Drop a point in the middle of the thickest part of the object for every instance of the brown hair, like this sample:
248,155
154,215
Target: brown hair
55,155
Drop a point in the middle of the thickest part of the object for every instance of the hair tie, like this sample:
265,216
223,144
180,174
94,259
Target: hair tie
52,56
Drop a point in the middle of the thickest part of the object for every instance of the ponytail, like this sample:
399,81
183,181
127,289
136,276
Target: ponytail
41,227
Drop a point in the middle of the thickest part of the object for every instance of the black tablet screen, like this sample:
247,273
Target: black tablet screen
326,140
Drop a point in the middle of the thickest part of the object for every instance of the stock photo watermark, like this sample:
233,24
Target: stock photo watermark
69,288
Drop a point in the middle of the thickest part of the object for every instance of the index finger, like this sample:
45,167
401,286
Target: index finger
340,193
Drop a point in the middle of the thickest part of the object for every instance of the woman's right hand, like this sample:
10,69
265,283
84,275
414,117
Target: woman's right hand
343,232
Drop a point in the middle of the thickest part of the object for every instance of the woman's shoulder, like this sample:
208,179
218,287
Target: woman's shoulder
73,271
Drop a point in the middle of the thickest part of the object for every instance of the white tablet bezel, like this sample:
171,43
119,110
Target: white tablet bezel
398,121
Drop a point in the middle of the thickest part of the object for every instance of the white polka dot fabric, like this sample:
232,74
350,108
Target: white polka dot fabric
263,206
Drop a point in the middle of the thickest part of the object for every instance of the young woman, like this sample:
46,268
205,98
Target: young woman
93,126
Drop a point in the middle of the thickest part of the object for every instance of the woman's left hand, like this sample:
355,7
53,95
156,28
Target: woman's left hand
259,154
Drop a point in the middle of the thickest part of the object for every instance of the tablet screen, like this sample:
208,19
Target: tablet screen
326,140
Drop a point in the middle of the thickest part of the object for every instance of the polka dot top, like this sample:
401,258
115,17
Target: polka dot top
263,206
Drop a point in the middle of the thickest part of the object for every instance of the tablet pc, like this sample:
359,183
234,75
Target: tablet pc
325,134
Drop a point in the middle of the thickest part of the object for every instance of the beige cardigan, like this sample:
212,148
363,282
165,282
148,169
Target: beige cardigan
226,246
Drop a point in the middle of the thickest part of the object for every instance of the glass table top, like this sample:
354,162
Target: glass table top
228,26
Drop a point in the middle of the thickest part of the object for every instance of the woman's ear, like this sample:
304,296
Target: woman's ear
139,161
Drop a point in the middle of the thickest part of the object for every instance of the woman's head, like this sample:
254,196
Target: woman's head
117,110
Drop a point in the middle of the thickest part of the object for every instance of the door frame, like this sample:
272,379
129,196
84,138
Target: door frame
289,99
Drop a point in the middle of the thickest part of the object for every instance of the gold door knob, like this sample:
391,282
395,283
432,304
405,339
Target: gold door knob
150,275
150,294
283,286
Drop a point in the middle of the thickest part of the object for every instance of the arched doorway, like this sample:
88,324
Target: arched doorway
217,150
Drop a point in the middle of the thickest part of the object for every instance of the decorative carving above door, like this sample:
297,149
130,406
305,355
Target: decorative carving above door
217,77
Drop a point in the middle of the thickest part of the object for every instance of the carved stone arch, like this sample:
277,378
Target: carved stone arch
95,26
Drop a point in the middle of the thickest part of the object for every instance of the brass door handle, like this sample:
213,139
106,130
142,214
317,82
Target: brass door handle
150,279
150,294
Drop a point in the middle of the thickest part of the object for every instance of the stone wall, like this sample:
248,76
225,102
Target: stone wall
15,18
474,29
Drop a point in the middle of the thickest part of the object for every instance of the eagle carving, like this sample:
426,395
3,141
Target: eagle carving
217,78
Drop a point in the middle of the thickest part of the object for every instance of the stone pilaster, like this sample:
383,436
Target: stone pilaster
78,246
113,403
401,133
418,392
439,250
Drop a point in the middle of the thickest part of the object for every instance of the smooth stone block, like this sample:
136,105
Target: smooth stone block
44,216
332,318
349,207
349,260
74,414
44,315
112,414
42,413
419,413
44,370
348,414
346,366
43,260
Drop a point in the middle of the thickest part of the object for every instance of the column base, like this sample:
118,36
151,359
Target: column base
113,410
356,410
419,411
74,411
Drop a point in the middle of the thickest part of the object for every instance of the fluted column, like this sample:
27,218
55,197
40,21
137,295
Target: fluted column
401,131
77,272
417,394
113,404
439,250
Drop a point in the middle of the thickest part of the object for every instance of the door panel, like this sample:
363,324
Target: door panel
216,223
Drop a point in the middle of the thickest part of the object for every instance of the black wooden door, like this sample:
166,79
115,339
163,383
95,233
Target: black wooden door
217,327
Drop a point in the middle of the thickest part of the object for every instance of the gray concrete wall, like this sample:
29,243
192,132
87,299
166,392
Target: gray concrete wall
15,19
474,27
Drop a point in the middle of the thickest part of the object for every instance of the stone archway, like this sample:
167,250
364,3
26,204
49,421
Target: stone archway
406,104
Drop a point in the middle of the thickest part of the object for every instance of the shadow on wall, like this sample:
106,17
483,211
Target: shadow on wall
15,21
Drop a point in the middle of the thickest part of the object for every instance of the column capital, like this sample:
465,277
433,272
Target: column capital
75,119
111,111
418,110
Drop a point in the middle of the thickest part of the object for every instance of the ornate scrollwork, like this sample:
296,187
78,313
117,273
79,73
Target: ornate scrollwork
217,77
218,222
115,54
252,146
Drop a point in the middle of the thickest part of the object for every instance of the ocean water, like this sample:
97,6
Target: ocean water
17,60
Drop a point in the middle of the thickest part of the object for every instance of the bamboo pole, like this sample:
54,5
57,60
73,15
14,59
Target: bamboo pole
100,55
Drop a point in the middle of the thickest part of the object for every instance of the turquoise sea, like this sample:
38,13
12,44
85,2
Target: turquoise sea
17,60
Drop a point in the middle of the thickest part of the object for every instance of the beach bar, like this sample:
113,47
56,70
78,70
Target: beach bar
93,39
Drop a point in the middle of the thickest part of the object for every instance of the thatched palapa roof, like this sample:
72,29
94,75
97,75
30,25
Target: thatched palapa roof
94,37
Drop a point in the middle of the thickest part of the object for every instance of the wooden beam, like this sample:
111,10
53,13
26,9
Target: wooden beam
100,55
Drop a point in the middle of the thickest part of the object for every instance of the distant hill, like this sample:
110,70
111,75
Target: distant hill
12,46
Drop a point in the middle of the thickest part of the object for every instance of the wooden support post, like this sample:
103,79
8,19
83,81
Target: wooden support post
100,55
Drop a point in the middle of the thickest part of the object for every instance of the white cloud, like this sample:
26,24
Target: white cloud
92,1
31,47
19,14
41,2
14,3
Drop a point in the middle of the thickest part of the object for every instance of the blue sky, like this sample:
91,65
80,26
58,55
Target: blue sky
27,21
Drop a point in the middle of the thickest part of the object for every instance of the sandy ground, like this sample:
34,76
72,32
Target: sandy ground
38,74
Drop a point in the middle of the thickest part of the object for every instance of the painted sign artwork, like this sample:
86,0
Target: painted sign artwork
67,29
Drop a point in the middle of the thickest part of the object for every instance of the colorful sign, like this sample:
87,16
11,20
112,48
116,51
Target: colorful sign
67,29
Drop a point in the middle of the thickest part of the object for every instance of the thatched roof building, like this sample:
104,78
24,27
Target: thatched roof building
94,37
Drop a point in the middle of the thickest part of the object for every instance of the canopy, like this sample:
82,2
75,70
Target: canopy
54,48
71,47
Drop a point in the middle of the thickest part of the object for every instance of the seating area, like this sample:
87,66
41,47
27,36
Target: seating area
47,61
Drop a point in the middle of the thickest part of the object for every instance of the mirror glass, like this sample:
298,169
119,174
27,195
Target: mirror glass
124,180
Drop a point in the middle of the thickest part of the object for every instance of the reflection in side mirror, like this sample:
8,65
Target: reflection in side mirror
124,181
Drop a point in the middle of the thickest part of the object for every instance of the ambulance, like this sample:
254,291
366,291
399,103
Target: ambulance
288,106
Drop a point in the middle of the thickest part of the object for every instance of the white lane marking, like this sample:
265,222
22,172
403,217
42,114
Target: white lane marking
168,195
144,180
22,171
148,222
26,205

----

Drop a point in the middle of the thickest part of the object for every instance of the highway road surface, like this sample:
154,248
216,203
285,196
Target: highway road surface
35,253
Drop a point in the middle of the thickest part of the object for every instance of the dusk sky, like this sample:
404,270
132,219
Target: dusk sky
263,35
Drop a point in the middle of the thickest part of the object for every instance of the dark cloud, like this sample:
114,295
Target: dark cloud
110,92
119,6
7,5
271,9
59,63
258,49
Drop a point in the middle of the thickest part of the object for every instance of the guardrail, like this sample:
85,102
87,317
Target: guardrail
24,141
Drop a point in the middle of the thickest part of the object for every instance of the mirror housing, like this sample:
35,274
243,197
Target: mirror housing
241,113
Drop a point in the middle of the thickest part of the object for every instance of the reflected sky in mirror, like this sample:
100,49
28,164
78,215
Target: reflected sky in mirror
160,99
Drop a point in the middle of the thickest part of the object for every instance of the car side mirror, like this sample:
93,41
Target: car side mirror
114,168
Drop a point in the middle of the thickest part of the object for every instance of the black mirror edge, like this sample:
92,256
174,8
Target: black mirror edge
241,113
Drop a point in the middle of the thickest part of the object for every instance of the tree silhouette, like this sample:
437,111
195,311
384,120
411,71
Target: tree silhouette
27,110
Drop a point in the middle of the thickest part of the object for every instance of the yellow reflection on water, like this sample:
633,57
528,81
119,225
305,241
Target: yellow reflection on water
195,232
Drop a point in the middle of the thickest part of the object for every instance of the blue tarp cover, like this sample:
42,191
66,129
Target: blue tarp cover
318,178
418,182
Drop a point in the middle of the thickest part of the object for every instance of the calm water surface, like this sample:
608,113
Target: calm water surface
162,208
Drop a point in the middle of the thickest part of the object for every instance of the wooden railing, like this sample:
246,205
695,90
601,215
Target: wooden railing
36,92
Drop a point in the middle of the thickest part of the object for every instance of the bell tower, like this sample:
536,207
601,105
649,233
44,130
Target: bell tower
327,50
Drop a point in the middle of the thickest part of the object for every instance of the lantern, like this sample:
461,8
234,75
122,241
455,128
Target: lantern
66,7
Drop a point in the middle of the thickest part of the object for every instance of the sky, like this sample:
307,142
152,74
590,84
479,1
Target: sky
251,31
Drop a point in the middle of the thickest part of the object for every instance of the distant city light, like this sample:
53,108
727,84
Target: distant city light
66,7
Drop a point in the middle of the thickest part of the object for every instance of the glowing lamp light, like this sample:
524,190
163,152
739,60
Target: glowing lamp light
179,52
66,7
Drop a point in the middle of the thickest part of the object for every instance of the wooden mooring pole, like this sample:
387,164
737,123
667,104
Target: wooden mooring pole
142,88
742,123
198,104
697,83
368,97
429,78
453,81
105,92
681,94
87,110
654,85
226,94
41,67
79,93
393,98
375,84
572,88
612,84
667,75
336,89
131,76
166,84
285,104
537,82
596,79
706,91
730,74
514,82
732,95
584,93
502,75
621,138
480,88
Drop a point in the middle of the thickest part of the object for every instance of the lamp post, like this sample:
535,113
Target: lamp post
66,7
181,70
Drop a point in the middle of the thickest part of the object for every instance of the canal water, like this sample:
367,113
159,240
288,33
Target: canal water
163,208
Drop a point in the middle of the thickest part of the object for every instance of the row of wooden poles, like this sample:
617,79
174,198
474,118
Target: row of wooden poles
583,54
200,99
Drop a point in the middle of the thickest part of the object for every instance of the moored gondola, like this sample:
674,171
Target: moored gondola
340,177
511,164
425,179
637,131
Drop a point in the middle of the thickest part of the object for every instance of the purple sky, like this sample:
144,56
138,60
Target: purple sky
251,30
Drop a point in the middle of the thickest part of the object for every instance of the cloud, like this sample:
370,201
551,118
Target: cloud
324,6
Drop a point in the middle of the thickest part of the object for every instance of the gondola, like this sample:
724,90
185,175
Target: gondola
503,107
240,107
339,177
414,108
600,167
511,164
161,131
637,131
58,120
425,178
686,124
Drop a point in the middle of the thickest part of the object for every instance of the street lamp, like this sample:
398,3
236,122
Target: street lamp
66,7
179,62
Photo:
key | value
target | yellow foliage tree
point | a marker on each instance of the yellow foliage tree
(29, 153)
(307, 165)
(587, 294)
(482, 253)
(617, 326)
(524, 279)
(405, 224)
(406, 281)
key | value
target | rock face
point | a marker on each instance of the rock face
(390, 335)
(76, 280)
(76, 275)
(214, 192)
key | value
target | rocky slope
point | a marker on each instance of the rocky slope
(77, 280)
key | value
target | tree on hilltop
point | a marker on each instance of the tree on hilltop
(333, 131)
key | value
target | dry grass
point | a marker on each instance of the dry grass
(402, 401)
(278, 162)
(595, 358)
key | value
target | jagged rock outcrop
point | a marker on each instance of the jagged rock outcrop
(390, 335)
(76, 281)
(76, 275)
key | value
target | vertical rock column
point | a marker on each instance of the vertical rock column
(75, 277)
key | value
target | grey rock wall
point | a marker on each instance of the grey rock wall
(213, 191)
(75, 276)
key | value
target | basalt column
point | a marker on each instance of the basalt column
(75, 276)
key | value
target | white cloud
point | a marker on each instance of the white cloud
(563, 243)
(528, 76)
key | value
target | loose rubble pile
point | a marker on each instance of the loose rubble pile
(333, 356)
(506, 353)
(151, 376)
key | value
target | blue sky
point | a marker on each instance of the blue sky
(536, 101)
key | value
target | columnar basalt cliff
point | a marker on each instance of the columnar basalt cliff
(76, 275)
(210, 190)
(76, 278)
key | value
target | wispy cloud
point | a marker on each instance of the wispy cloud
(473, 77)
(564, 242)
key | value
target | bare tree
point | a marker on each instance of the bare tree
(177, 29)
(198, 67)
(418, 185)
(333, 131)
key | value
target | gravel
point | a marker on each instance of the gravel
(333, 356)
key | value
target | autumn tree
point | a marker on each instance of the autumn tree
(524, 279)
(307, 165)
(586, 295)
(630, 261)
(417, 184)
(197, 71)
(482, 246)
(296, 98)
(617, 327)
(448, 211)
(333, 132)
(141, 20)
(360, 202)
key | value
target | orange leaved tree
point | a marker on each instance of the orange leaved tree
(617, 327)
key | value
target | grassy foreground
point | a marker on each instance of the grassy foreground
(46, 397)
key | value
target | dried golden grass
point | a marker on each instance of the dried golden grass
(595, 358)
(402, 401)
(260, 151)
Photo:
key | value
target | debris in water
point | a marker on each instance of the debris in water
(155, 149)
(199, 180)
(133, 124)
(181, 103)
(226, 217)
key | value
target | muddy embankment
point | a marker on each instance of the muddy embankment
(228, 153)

----

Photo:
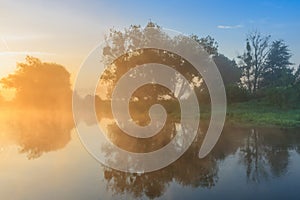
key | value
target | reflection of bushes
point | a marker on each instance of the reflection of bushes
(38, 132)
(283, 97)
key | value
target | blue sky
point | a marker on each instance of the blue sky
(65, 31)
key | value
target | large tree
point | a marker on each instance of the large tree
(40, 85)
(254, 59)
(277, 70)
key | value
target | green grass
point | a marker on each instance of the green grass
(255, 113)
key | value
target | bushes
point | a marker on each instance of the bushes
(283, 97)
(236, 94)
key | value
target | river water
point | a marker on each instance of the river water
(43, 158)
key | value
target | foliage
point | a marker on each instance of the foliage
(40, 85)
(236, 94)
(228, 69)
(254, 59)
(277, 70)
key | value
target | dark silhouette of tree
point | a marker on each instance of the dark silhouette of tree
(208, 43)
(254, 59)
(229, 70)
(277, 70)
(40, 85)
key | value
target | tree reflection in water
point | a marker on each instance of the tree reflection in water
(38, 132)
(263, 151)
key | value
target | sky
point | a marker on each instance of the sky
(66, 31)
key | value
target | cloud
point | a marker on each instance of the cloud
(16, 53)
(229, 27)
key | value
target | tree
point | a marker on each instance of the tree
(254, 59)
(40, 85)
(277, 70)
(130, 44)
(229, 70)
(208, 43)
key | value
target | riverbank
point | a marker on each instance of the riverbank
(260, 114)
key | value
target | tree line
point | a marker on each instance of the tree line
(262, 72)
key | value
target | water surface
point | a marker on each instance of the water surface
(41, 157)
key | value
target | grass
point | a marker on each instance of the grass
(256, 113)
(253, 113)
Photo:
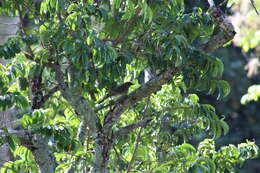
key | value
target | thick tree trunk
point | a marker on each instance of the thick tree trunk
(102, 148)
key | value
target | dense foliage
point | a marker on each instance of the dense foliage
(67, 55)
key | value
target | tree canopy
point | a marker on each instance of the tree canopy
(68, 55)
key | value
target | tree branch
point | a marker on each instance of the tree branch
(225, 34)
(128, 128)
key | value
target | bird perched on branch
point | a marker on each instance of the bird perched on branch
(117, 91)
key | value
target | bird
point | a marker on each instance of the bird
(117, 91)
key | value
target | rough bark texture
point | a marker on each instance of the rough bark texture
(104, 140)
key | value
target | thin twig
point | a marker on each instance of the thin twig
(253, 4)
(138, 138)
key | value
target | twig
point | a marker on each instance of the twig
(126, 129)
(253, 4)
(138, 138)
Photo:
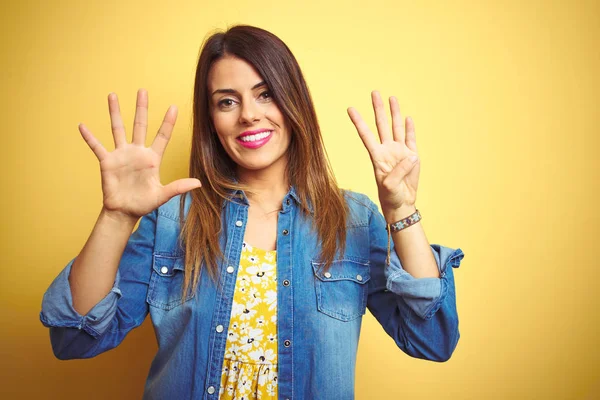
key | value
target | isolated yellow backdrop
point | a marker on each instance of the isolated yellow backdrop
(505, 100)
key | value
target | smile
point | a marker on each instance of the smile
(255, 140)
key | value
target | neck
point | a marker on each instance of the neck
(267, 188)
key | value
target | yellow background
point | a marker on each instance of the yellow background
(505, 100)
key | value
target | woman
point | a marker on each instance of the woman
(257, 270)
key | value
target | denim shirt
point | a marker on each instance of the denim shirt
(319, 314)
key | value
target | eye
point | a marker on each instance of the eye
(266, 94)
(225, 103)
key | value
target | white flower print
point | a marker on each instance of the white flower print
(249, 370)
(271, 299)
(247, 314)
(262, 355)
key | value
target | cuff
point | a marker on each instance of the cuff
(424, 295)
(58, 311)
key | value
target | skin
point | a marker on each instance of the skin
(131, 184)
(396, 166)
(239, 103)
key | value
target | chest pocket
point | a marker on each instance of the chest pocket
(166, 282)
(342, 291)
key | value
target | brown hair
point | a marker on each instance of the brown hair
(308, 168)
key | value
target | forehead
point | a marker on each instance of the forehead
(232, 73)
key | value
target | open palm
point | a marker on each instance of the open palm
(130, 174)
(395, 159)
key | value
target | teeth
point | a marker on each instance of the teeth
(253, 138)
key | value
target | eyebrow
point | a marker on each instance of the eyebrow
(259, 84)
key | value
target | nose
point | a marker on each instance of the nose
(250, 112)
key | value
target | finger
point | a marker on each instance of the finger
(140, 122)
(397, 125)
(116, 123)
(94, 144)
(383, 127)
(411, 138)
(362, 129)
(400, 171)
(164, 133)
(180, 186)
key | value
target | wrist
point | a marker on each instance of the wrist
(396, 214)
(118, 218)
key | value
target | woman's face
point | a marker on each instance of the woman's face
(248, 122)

----

● Objective:
How many lines in the material above contain the word "autumn"? Treat uppercase and lowercase as different, and reply with the number only.

● Full output:
2